= Munna Shukla =

Kathak guru and choreographer in India

Munna Shukla (7 December 1943- 11 January 2022) was a Kathak guru and choreographer of Lucknow Gharana based in New Delhi, India. Born to a family who has been involved in dance for generations, Munna Shukla specialized in Kathak, a classical dance form of North India. He was a grandson of the noted Kathak Maestro, Late Achhan Maharaj, and a nephew of Birju Maharaj.

In 2006, he was awarded the Sangeet Natak Akademi Award, the highest award for performing artists, conferred by the Sangeet Natak Akademi, India's National Academy for Music, Dance and Drama.

==Training==
Shukla received his initial training in Kathak from his father, late Sunder Lal Shukla, and later on from Birju Maharaj in New Delhi under the National Scholarship Scheme offered by the Ministry of Culture. During his training, he participated in many productions and gave several solo performances in the major cities of India.

▶ [Supplied information]:
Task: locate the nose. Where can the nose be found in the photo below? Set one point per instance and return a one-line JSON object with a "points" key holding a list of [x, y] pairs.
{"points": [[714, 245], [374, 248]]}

▶ [Set exercise 1]: From the Munna Shukla text, copy the stretch from "Munna Shukla (7" through "cities of India." word for word.
▶ [Set exercise 2]: Using the Munna Shukla text, explain in one to three sentences why the award he received in 2006 stands out.
▶ [Set exercise 3]: According to the Munna Shukla text, who gave him his initial training in Kathak?

▶ [Final answer 1]:
Munna Shukla (7 December 1943- 11 January 2022) was a Kathak guru and choreographer of Lucknow Gharana based in New Delhi, India. Born to a family who has been involved in dance for generations, Munna Shukla specialized in Kathak, a classical dance form of North India. He was a grandson of the noted Kathak Maestro, Late Achhan Maharaj, and a nephew of Birju Maharaj.

In 2006, he was awarded the Sangeet Natak Akademi Award, the highest award for performing artists, conferred by the Sangeet Natak Akademi, India's National Academy for Music, Dance and Drama.

==Training==
Shukla received his initial training in Kathak from his father, late Sunder Lal Shukla, and later on from Birju Maharaj in New Delhi under the National Scholarship Scheme offered by the Ministry of Culture. During his training, he participated in many productions and gave several solo performances in the major cities of India.

▶ [Final answer 2]: In 2006 he received the Sangeet Natak Akademi Award, which is the highest award for performing artists. It is conferred by the Sangeet Natak Akademi, India's National Academy for Music, Dance and Drama.

▶ [Final answer 3]: His father, the late Sunder Lal Shukla.